_What is needed_.
Show every line of the data below that contains the string "roof", treating uppercase and lowercase as different.

_Given data_.
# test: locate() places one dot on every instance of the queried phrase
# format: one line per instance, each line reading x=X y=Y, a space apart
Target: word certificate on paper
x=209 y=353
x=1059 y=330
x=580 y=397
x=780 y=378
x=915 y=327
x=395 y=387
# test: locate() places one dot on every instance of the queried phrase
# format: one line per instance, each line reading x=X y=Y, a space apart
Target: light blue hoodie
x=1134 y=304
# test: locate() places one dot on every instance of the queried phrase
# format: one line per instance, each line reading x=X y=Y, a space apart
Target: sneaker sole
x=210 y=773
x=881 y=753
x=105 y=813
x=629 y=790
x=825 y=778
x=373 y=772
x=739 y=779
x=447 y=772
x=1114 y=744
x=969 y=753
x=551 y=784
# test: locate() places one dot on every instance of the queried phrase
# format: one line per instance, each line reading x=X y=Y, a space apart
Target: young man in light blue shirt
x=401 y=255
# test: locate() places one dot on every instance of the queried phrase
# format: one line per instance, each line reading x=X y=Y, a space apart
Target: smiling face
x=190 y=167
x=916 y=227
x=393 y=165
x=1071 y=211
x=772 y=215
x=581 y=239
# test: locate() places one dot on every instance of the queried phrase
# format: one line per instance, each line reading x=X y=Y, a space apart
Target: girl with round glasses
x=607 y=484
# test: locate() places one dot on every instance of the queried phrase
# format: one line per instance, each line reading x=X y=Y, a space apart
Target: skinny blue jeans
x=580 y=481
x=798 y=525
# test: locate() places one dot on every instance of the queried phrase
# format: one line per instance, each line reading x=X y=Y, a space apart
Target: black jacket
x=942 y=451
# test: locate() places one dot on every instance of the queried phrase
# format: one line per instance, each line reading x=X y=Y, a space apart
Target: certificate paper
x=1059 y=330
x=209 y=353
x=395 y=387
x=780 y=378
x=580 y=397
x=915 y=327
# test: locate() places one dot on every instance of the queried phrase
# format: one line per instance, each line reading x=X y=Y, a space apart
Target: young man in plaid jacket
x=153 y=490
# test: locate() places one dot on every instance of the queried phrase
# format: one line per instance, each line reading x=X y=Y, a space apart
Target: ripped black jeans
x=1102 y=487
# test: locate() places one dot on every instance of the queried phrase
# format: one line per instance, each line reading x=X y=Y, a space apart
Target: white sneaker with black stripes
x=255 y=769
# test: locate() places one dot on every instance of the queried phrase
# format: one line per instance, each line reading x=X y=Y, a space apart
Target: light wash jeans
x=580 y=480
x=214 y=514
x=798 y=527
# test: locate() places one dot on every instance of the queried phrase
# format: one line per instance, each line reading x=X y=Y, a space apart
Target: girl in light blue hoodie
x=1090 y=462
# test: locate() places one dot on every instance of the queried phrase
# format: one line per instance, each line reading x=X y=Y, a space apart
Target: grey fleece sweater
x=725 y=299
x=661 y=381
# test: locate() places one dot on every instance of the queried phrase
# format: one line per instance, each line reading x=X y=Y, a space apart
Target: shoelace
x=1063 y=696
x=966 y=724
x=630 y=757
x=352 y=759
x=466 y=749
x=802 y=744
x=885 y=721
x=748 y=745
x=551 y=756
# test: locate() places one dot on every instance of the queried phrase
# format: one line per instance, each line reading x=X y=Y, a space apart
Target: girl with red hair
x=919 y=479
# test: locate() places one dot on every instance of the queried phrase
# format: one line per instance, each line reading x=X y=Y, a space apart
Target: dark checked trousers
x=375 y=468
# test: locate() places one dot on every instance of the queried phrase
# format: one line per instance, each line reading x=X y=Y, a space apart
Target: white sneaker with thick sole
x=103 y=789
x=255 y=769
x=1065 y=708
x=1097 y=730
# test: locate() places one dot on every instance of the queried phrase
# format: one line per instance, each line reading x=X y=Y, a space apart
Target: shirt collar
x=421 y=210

---

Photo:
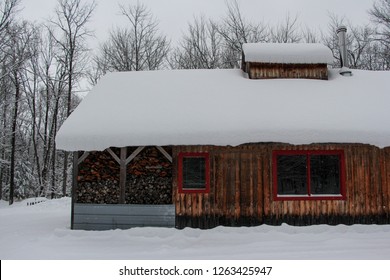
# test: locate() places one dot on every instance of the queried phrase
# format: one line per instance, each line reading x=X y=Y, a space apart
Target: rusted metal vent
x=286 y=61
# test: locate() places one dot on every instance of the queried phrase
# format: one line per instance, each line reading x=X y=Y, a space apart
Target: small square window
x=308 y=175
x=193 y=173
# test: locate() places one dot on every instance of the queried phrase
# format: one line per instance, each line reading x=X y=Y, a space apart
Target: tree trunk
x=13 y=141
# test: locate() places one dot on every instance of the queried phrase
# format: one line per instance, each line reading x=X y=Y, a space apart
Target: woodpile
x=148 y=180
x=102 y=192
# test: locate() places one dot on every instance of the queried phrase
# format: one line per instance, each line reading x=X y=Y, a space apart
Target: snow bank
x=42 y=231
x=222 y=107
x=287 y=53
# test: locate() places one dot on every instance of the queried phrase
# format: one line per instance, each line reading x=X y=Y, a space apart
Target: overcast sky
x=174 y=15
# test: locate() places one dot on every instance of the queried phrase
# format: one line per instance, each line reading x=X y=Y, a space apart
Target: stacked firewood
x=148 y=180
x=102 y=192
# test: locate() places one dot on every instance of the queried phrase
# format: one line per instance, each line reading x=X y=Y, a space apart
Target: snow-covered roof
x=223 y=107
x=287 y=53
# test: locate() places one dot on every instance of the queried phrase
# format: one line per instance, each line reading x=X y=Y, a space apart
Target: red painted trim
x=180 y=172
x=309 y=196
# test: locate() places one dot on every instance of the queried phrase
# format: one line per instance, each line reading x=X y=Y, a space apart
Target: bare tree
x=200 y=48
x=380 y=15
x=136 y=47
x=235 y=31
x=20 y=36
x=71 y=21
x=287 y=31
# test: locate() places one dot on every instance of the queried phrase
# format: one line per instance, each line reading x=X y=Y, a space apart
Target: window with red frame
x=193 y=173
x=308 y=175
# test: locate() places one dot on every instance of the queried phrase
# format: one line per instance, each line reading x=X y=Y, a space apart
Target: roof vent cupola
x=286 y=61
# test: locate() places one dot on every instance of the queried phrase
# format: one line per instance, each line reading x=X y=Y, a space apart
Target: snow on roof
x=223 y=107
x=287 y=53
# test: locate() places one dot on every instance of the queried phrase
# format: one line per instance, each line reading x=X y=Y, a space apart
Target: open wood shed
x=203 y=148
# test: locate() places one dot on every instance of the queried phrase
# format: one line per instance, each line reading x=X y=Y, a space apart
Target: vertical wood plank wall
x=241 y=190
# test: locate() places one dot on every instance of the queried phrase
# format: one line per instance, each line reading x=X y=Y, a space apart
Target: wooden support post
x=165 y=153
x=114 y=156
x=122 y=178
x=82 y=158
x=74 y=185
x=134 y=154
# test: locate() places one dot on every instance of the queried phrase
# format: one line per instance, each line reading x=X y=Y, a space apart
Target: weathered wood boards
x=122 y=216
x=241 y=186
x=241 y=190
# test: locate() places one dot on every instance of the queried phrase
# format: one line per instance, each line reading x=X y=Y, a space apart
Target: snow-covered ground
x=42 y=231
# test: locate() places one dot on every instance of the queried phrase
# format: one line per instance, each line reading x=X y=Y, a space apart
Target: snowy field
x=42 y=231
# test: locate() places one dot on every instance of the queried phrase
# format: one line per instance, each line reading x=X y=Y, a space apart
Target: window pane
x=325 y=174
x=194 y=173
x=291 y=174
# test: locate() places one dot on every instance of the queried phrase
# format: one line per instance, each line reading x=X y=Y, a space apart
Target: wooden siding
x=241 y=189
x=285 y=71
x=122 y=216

_Solution for this problem_.
Target: snow-covered roof
Target: roof vent cupola
Target: snow on roof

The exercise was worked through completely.